_Your goal_
The stretch wanted below opens at the line containing "Target: standing woman" and closes at the line containing "Target: monitor stand". Please return it exactly, with no other lines.

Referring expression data
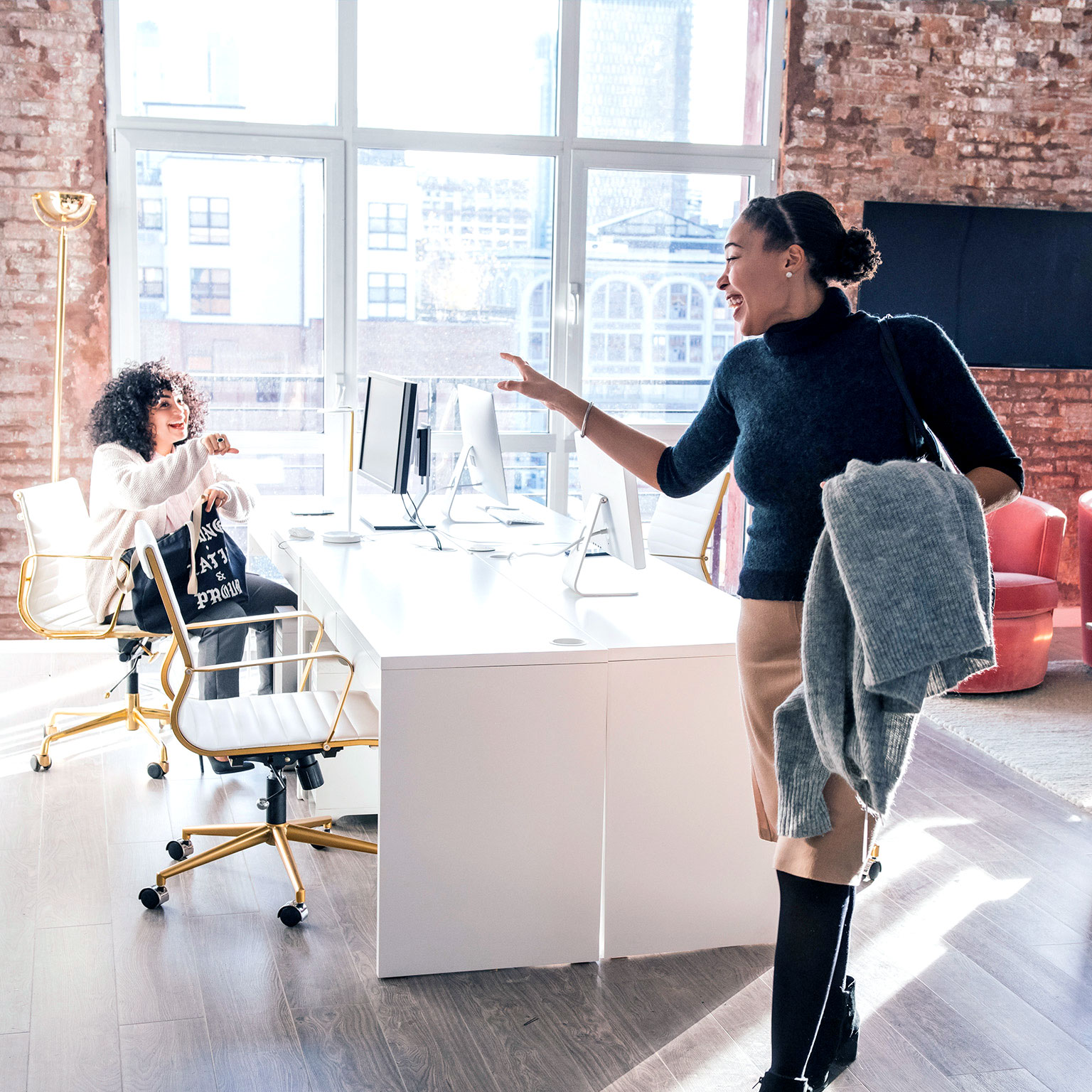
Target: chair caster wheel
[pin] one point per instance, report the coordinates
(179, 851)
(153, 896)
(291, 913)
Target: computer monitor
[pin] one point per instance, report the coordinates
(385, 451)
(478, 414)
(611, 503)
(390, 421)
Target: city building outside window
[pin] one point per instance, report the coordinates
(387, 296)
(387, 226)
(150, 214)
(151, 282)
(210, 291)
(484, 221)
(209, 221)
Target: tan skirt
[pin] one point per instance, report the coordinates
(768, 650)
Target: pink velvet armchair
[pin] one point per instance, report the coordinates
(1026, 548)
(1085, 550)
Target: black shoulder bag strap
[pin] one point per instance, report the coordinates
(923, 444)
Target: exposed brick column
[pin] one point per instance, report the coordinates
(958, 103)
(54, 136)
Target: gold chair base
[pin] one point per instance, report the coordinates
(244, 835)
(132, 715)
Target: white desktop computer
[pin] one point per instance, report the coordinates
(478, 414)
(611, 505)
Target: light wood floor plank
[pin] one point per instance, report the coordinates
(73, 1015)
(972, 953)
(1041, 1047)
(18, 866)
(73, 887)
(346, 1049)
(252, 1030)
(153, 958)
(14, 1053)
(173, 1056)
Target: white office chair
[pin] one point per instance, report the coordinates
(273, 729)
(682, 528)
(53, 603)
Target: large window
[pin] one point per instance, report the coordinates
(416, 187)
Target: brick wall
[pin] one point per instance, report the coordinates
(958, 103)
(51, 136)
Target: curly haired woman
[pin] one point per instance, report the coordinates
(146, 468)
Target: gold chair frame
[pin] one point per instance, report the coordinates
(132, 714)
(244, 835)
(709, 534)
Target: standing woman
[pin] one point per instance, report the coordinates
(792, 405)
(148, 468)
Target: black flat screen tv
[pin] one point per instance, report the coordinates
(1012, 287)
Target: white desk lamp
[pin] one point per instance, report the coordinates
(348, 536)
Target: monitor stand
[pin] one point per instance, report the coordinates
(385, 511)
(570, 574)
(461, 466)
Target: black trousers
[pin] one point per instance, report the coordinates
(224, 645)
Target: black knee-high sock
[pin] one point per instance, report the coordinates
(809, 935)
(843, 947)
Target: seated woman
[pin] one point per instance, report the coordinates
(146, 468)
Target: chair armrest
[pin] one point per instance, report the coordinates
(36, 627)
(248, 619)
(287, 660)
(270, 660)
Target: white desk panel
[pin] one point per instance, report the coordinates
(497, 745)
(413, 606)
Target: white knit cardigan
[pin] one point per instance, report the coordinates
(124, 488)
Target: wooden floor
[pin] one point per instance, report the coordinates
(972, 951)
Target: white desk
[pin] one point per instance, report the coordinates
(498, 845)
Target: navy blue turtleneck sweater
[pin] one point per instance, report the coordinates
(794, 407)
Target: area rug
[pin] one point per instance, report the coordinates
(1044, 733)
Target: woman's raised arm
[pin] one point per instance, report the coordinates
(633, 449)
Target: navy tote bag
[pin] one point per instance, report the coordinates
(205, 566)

_Answer for the task_
Target: standing woman
[pin] one point per instance, report the coordinates
(792, 405)
(148, 468)
Target: black flat screen tv
[pin] one point per instance, report the coordinates
(1012, 287)
Target: white desk lamp
[pin] one point per instance, report the coordinates
(348, 536)
Target: monitor stand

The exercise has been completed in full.